___ Extracted entries ___

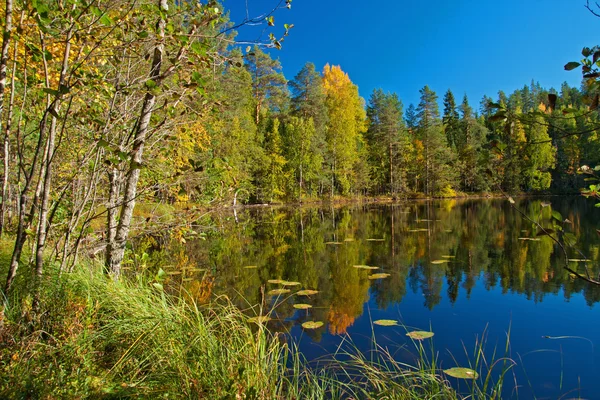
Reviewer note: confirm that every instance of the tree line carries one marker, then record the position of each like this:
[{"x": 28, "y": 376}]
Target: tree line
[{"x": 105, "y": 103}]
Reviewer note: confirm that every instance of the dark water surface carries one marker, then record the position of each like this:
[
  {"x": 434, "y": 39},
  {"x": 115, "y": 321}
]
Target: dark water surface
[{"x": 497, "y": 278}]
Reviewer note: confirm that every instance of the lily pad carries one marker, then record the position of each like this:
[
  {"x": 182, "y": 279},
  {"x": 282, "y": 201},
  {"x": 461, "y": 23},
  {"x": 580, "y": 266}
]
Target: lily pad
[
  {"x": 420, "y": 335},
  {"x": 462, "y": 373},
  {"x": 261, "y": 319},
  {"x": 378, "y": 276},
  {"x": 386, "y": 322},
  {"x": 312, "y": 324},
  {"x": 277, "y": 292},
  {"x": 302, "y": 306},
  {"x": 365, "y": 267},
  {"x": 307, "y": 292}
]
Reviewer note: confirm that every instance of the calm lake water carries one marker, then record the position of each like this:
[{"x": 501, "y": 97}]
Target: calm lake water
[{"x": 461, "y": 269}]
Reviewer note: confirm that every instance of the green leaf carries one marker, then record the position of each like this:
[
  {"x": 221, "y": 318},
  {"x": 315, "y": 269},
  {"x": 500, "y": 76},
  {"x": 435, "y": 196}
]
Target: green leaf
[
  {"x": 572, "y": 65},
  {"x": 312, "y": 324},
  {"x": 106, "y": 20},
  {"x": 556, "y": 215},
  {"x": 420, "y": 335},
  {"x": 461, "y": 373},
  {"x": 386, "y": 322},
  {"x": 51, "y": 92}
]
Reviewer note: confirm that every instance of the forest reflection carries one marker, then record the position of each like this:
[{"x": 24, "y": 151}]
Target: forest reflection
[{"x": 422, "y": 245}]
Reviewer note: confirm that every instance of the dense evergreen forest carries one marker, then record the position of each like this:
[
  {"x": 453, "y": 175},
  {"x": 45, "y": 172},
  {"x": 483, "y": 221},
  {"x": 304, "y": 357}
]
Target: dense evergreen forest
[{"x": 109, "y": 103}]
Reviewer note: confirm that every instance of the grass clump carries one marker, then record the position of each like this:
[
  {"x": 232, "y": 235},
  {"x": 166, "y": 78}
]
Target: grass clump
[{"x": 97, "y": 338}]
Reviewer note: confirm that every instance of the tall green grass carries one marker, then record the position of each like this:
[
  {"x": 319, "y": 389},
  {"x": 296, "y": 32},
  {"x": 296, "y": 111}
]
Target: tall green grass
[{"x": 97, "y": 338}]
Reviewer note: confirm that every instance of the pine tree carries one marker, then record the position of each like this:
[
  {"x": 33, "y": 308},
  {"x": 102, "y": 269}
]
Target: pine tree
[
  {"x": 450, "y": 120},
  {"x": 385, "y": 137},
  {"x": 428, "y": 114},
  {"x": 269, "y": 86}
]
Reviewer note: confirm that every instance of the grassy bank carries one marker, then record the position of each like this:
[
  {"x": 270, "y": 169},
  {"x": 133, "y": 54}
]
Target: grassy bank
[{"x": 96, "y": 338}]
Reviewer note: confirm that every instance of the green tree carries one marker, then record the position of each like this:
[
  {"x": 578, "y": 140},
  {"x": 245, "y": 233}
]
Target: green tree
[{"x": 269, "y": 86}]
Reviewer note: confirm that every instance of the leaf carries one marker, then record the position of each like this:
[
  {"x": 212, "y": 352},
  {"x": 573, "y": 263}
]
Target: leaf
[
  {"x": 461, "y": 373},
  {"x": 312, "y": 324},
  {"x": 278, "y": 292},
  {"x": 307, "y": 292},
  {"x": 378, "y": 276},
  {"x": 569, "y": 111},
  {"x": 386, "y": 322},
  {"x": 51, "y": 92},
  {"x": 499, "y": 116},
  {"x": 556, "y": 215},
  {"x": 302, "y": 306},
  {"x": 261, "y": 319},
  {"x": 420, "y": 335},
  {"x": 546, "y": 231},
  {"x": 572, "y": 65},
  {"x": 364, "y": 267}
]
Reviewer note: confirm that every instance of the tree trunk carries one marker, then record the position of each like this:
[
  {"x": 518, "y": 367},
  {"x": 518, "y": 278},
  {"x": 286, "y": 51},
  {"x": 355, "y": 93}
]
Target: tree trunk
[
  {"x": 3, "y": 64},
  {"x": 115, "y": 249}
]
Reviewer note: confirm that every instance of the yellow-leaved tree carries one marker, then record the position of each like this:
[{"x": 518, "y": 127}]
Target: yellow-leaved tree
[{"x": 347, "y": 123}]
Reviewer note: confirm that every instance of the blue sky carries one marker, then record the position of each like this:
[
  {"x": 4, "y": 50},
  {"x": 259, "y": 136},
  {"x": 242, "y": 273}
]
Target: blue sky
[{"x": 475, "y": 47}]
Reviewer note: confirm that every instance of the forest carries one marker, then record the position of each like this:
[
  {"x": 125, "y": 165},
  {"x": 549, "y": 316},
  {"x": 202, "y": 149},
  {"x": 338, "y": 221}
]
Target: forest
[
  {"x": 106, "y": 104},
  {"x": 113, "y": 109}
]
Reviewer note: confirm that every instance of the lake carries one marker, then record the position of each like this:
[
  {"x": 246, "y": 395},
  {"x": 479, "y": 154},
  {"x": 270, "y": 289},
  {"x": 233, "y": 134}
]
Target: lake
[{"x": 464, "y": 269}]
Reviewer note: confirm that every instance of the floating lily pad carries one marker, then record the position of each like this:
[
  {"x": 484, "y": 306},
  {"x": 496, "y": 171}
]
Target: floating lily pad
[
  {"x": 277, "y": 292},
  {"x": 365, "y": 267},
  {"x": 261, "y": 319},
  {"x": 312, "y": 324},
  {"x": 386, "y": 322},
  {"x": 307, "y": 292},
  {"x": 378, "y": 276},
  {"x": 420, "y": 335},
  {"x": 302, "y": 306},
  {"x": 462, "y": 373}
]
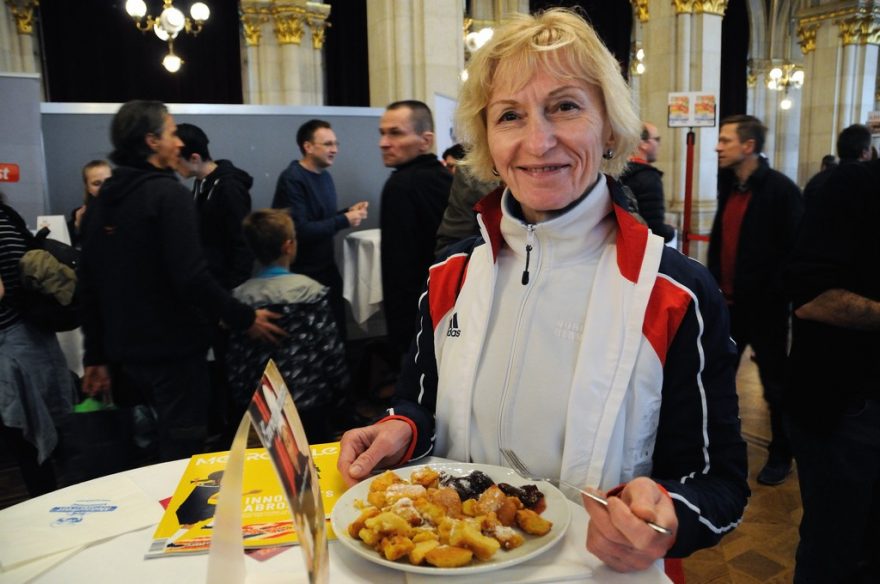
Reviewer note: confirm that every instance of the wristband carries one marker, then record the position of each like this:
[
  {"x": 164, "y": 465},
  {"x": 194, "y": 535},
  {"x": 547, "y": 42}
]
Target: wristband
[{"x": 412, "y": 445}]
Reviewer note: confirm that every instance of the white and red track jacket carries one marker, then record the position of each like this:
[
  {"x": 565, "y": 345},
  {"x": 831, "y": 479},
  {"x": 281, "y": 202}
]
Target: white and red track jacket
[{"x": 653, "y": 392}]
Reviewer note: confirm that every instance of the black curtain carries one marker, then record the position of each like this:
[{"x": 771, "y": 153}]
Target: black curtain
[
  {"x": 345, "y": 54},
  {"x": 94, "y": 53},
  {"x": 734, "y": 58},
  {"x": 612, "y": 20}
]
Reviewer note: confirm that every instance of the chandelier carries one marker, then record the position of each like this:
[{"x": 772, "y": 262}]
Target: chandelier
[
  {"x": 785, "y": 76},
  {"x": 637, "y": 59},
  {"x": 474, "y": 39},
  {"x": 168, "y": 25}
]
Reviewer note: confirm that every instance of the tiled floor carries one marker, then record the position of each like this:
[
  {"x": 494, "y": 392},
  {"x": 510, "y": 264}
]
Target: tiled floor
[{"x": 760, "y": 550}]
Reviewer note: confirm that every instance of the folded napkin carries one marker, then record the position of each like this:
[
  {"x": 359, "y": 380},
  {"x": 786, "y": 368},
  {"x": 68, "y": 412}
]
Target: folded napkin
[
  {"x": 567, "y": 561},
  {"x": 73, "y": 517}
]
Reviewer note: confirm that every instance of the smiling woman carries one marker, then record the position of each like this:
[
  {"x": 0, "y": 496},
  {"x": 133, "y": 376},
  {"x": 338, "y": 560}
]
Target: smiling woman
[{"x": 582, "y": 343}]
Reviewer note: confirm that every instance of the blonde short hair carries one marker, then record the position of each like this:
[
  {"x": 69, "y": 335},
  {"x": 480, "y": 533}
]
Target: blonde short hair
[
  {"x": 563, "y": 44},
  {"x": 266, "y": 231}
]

___
___ Extracted entries ___

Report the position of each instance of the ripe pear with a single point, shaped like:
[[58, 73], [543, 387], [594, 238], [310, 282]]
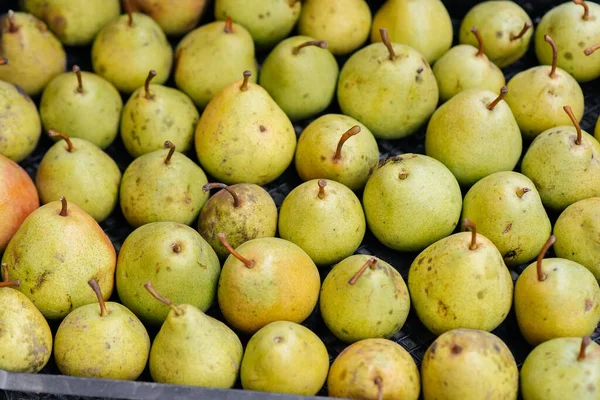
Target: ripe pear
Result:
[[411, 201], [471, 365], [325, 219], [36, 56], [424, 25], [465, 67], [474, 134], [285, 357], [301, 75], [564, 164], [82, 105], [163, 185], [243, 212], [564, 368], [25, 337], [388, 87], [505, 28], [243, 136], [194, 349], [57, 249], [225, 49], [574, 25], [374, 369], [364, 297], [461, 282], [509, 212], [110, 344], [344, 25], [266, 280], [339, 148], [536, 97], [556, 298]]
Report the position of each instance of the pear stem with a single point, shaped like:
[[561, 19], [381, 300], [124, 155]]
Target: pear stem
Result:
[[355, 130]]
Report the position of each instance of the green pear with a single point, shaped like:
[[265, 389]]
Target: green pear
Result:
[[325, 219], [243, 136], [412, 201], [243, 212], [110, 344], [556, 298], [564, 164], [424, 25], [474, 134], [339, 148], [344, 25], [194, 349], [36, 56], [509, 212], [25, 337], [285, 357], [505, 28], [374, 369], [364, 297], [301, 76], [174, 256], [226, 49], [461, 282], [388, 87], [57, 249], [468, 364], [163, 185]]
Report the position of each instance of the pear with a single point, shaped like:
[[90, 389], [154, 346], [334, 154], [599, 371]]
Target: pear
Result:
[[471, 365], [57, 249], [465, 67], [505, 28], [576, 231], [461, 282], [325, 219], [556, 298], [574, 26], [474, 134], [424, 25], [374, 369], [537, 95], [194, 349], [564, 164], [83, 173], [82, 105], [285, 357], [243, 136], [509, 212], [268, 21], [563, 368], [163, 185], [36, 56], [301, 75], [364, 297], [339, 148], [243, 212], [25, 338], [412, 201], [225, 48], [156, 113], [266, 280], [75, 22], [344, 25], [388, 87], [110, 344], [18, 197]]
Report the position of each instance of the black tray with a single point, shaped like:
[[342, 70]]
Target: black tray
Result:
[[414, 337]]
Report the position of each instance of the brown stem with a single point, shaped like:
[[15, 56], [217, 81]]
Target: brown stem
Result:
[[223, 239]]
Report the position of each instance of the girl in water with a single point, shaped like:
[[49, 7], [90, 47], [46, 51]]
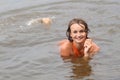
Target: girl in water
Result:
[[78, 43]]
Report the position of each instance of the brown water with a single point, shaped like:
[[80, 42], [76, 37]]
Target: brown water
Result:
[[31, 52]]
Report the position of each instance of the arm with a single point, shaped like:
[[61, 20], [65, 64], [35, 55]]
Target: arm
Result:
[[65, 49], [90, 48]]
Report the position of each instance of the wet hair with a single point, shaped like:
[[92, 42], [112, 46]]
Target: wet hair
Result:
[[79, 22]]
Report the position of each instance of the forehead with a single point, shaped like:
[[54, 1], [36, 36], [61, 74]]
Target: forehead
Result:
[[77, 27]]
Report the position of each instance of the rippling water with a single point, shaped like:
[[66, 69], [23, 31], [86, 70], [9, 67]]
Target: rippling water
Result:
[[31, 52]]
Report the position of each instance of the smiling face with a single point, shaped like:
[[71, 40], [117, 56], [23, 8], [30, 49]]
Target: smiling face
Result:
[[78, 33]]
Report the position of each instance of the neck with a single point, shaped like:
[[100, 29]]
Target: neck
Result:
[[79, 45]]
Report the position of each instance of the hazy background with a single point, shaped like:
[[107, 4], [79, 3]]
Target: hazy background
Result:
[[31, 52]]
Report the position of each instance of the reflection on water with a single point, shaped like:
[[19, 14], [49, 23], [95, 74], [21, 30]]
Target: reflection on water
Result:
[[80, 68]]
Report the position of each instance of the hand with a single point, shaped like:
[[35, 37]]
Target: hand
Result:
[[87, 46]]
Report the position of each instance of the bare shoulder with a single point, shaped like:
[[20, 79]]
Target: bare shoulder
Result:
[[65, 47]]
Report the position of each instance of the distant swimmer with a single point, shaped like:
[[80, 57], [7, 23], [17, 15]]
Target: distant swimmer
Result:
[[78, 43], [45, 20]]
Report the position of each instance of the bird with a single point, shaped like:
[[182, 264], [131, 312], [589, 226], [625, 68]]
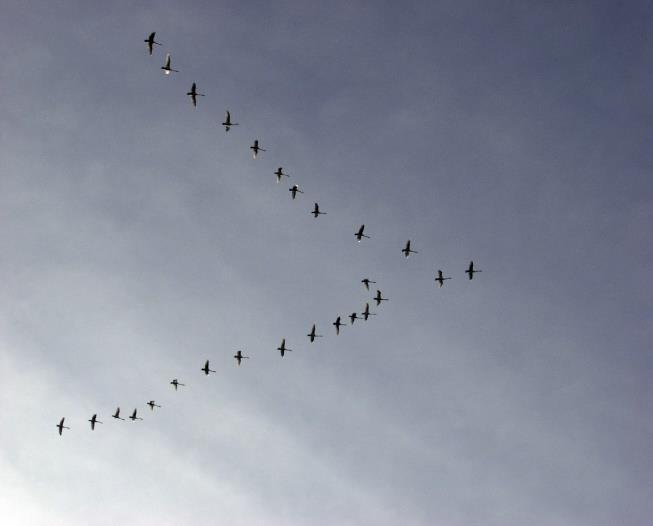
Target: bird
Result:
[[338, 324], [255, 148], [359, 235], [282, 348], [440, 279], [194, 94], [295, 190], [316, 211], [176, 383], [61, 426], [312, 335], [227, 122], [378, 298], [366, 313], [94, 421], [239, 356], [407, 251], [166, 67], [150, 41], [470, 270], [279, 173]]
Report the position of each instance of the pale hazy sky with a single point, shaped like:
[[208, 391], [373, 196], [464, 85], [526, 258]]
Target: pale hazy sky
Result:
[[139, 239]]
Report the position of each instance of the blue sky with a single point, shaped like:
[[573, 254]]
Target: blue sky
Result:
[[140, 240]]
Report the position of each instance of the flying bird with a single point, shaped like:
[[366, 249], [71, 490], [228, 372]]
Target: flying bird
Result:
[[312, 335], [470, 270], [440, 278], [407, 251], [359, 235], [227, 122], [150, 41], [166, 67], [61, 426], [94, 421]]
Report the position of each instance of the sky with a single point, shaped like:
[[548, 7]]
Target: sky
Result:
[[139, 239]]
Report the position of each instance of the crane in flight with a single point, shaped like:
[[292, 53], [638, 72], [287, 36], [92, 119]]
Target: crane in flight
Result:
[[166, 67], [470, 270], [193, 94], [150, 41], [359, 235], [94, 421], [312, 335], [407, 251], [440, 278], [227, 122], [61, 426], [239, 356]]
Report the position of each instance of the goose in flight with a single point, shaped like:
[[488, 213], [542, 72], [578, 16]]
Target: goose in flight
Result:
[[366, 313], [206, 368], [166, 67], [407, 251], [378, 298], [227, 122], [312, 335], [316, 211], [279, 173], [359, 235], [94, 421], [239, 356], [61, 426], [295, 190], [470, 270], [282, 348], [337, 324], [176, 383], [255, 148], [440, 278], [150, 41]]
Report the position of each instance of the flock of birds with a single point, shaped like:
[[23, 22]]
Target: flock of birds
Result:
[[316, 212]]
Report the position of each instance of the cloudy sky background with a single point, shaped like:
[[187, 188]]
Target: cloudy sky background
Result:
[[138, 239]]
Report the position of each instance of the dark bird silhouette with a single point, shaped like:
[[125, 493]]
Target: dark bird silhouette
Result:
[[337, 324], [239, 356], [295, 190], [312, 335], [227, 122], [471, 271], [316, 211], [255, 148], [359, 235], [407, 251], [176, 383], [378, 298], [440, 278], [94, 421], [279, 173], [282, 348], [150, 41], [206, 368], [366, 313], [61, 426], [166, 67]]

___
___ Extracted entries ___

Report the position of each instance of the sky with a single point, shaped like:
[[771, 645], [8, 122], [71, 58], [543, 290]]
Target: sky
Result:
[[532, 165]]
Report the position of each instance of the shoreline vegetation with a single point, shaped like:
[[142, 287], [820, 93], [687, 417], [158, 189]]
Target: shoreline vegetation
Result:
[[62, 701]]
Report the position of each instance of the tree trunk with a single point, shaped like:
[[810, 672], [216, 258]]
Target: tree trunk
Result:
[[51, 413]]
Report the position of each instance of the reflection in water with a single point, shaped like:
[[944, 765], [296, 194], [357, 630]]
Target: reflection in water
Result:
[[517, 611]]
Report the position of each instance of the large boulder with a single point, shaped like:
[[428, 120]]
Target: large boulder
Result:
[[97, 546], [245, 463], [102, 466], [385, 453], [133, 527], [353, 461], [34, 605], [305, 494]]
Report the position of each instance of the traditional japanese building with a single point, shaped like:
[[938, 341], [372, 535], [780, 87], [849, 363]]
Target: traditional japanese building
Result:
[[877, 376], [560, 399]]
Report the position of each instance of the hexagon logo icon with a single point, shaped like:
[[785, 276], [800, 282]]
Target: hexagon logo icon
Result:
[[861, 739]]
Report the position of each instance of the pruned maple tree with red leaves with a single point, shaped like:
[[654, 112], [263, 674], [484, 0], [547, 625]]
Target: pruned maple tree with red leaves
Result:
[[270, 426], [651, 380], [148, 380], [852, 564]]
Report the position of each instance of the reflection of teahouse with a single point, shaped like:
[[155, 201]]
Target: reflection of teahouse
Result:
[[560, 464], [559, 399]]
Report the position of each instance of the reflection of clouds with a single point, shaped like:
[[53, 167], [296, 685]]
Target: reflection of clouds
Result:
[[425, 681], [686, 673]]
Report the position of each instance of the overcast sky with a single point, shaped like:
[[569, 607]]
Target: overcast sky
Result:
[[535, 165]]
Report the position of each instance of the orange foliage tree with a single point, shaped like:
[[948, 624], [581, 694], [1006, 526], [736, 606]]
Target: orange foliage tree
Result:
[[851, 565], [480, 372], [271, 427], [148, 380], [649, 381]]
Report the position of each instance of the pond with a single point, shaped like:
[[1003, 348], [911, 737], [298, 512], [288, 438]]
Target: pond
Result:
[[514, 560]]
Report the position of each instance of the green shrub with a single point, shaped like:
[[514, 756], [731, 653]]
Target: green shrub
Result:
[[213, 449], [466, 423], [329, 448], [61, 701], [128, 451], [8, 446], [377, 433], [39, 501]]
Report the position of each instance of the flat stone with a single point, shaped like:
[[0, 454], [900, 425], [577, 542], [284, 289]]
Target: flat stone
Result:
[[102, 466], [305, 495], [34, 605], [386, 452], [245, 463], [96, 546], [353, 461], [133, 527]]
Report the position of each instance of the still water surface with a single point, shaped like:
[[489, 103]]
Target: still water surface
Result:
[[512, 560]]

___

About this task ▸
Tally up the lines holding the word "building" in the data above, and answer with that figure only.

Problem solution ▸
2